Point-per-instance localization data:
*-*-*

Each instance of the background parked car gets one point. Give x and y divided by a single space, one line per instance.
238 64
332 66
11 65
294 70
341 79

*-*-*

## Your assignment
The data above should be copied exactly, with no line omitted.

## Exercise response
Each instance of the background parked car gets one point. Give x and y divided by a single space, one line per instance.
238 64
332 66
11 65
294 70
341 79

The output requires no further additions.